PROBLEM TO SOLVE: Replace "slider buckle" with "side-release buckle" in the lines from the one containing "Return one point per instance of the black" through the one containing "<point>223,658</point>", and return only those lines with nothing else changed.

DATA SUPPLIED:

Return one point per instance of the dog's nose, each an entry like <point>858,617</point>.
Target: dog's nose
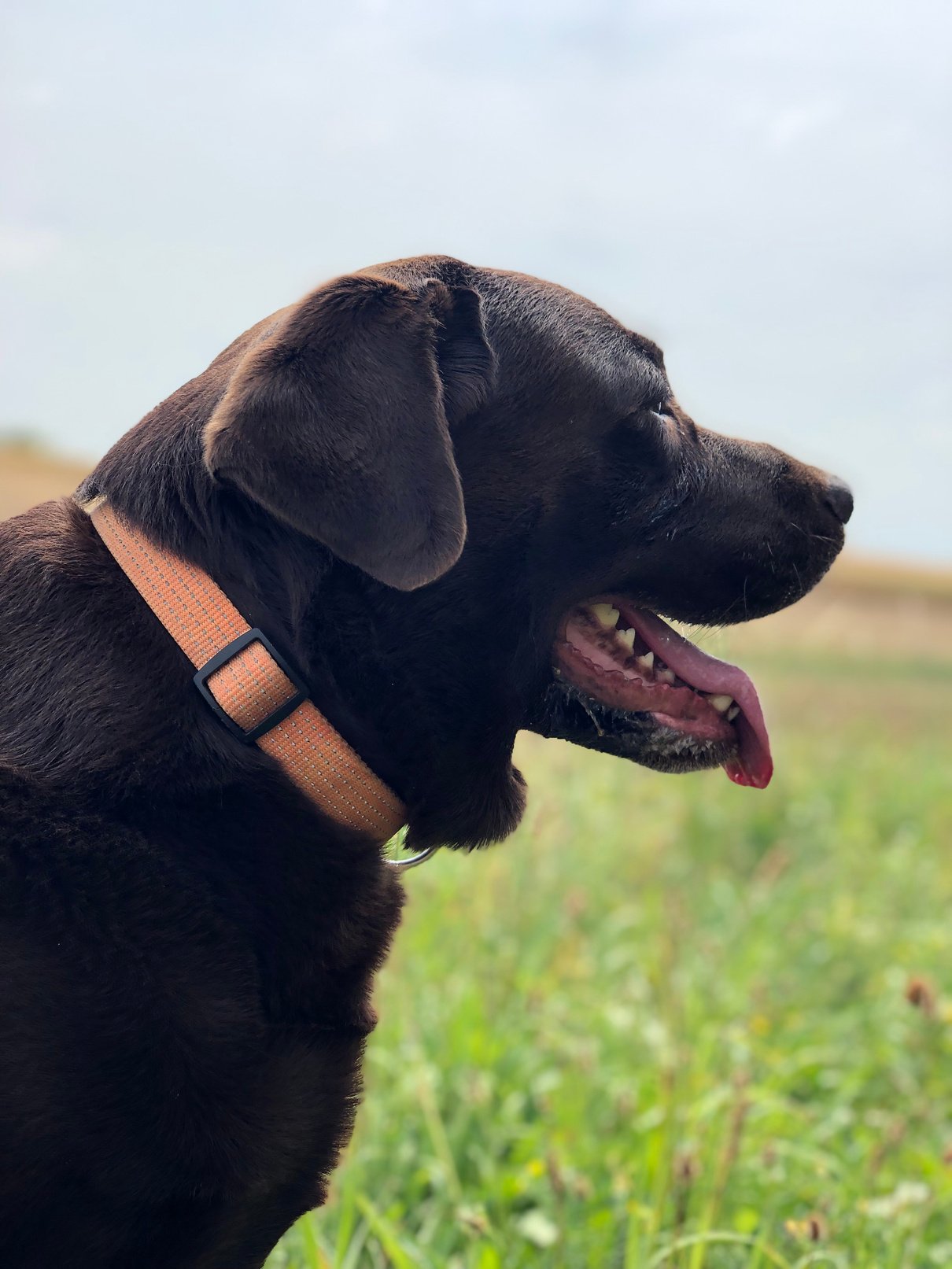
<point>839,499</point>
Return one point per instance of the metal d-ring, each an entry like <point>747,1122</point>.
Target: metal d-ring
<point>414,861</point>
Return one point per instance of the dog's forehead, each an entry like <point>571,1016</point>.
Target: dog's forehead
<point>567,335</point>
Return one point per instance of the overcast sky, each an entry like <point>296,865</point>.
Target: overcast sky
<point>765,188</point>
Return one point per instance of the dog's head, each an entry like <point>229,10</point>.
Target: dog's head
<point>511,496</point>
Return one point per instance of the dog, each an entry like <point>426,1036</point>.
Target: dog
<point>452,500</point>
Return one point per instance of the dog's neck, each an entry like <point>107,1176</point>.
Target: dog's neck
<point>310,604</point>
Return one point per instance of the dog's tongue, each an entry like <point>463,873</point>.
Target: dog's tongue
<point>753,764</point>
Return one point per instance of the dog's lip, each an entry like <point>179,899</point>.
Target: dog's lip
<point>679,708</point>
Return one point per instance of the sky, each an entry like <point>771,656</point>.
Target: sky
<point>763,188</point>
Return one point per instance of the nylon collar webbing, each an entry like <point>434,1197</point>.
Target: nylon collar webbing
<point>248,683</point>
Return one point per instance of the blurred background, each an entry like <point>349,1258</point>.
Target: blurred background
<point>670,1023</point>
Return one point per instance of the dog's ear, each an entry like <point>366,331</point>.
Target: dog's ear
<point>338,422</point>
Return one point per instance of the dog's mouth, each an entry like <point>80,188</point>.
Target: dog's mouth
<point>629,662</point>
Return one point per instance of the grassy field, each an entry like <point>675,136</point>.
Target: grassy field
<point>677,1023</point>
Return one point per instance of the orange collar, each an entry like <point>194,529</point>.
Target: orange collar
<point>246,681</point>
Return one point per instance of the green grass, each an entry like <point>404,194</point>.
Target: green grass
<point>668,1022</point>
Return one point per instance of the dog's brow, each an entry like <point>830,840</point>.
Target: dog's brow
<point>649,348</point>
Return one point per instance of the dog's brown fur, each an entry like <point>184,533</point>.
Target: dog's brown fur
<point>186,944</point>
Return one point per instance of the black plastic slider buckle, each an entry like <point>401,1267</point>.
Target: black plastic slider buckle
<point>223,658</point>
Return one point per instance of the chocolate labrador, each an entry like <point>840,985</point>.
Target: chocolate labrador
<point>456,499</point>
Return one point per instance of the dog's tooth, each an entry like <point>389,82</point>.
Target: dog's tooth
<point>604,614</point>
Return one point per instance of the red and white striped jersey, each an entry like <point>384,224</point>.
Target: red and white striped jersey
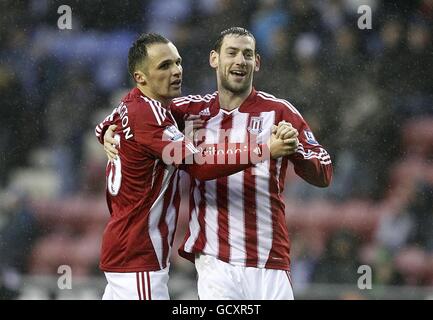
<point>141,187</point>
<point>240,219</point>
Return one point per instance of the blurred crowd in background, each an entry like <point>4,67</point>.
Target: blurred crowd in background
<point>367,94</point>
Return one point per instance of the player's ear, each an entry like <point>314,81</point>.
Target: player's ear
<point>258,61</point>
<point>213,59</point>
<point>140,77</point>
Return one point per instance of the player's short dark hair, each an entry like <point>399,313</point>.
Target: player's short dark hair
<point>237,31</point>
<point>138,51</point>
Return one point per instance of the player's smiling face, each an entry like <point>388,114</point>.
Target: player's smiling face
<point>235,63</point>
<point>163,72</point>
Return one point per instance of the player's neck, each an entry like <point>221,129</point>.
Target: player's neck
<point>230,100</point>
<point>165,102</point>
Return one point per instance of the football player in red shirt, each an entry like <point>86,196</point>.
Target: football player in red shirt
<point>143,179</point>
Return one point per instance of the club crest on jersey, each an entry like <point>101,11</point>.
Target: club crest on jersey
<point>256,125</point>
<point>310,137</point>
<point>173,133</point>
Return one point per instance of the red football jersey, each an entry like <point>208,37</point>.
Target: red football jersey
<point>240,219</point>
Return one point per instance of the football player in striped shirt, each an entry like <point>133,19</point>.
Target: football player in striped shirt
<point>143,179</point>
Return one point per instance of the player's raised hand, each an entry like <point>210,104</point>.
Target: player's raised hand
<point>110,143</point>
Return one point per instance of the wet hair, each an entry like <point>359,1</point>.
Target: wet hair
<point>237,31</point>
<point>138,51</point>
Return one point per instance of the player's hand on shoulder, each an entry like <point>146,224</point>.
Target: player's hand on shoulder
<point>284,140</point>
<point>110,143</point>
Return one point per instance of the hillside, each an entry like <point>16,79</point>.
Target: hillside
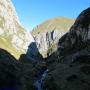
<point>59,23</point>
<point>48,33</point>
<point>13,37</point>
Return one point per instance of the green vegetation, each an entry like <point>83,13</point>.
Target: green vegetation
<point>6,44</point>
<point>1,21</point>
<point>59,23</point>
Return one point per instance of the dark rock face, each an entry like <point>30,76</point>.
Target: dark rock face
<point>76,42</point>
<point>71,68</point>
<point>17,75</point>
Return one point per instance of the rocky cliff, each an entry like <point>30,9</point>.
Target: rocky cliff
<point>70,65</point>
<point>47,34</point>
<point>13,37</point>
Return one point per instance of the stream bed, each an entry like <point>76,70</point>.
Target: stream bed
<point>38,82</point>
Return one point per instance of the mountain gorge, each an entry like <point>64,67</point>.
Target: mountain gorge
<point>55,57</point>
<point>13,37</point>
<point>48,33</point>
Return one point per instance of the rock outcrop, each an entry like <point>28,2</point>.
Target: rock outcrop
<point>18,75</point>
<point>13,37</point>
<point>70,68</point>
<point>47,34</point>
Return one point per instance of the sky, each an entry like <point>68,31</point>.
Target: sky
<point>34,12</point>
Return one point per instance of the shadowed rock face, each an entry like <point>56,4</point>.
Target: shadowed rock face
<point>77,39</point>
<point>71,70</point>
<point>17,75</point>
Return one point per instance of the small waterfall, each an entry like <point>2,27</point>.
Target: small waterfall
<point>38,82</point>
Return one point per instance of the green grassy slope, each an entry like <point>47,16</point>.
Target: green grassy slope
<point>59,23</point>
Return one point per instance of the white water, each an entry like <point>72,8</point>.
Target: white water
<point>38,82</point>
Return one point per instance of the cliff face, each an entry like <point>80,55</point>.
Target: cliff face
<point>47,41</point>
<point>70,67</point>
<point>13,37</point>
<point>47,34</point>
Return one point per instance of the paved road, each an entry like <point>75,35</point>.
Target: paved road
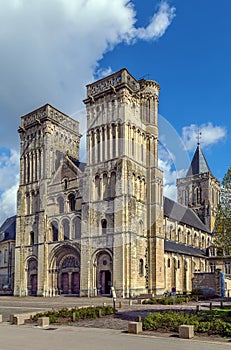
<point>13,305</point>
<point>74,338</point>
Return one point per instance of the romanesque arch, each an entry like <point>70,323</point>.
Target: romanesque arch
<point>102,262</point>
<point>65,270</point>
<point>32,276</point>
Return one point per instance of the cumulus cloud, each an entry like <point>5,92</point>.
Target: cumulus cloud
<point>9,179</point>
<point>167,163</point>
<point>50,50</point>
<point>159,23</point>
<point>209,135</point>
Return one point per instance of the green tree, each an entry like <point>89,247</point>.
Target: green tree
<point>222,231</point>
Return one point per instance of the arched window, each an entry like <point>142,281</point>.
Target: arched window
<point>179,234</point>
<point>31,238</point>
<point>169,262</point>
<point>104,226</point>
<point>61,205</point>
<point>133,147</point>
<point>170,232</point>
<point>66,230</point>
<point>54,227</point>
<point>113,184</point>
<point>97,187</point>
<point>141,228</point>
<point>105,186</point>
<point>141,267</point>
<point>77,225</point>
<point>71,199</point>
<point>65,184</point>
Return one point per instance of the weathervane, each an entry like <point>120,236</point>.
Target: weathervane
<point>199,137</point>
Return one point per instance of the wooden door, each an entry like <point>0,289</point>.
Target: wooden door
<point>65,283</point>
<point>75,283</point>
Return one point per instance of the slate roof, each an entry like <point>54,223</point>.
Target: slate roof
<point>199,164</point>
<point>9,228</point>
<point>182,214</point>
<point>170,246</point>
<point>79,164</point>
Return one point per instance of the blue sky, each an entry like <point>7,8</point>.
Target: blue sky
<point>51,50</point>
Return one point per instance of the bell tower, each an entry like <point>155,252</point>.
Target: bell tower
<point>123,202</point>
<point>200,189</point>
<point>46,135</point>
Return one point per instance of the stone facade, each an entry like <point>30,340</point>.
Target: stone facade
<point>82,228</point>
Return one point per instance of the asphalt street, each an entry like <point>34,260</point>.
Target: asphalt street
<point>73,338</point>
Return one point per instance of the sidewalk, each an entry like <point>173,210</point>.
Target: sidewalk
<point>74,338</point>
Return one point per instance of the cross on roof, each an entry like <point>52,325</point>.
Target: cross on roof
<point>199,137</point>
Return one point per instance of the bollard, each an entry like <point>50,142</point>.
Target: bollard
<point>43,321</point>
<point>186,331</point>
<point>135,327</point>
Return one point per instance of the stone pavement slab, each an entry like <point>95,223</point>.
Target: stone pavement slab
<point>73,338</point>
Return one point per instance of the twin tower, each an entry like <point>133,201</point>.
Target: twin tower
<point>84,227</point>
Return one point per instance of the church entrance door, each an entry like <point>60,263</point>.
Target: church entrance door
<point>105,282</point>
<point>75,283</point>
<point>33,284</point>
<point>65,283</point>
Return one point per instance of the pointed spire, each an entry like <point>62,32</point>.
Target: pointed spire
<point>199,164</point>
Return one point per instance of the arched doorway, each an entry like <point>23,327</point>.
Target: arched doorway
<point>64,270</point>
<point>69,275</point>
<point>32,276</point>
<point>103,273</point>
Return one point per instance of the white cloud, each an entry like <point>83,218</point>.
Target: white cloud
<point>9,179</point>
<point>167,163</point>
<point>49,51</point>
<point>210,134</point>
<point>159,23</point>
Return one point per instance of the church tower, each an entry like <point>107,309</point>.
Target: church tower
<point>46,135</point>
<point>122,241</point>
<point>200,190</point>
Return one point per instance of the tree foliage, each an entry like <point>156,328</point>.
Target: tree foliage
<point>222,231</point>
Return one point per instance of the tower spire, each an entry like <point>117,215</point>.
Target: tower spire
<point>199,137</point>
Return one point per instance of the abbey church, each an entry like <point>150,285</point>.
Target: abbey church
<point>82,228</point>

FULL OUTPUT:
Return one point per instance of the black plastic side-release buckle, each an entry like <point>401,1267</point>.
Target: black plastic side-release buckle
<point>223,658</point>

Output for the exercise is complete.